**WHAT THE EXERCISE ASKS**: Copy the entries below verbatim, omitting any pictures they contain.
>>>
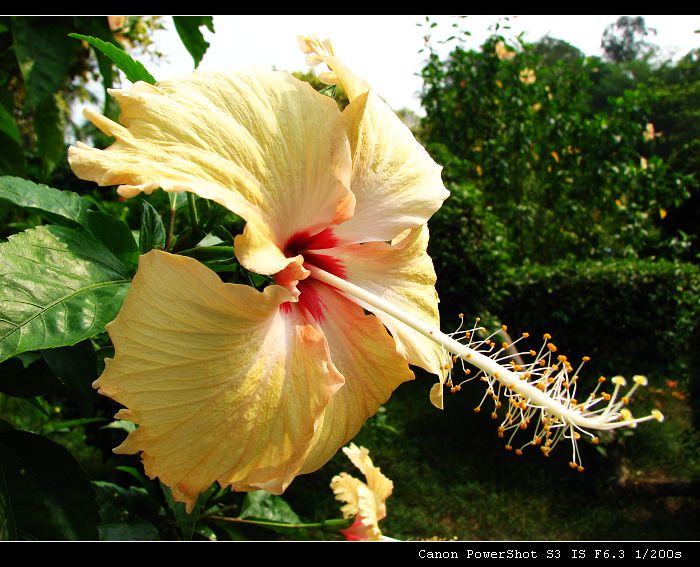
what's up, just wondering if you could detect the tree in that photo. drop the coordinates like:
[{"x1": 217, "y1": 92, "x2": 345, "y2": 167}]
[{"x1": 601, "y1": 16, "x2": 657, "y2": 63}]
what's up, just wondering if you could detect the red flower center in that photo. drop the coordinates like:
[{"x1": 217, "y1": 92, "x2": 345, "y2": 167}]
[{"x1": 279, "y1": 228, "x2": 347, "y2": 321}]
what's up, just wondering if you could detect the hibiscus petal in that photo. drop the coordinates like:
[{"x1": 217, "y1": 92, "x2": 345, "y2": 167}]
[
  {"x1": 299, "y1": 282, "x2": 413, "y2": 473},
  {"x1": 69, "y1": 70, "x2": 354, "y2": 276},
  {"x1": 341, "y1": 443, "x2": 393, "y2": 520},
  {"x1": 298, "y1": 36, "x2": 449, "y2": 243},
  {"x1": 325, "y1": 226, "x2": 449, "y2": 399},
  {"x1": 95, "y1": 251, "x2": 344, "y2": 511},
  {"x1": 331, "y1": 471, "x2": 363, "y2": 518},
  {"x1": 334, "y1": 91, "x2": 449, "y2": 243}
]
<<<
**ANSWER TO THIS TASK**:
what's up, just wondering if you could detect the tree in that photo. drop the coordinates like:
[{"x1": 217, "y1": 92, "x2": 345, "y2": 167}]
[{"x1": 601, "y1": 16, "x2": 657, "y2": 63}]
what's up, just wondering if you could detect the red flower center in that photo. drop the coordinates like:
[{"x1": 217, "y1": 92, "x2": 345, "y2": 167}]
[{"x1": 279, "y1": 228, "x2": 347, "y2": 321}]
what's up, just wondering if you could detect the hibiscus petal in that photo. drop the coordinates like:
[{"x1": 217, "y1": 92, "x2": 345, "y2": 167}]
[
  {"x1": 299, "y1": 282, "x2": 413, "y2": 473},
  {"x1": 69, "y1": 70, "x2": 354, "y2": 276},
  {"x1": 341, "y1": 443, "x2": 393, "y2": 520},
  {"x1": 298, "y1": 36, "x2": 449, "y2": 243},
  {"x1": 325, "y1": 226, "x2": 449, "y2": 399},
  {"x1": 95, "y1": 251, "x2": 344, "y2": 511},
  {"x1": 331, "y1": 471, "x2": 363, "y2": 518},
  {"x1": 334, "y1": 91, "x2": 449, "y2": 243}
]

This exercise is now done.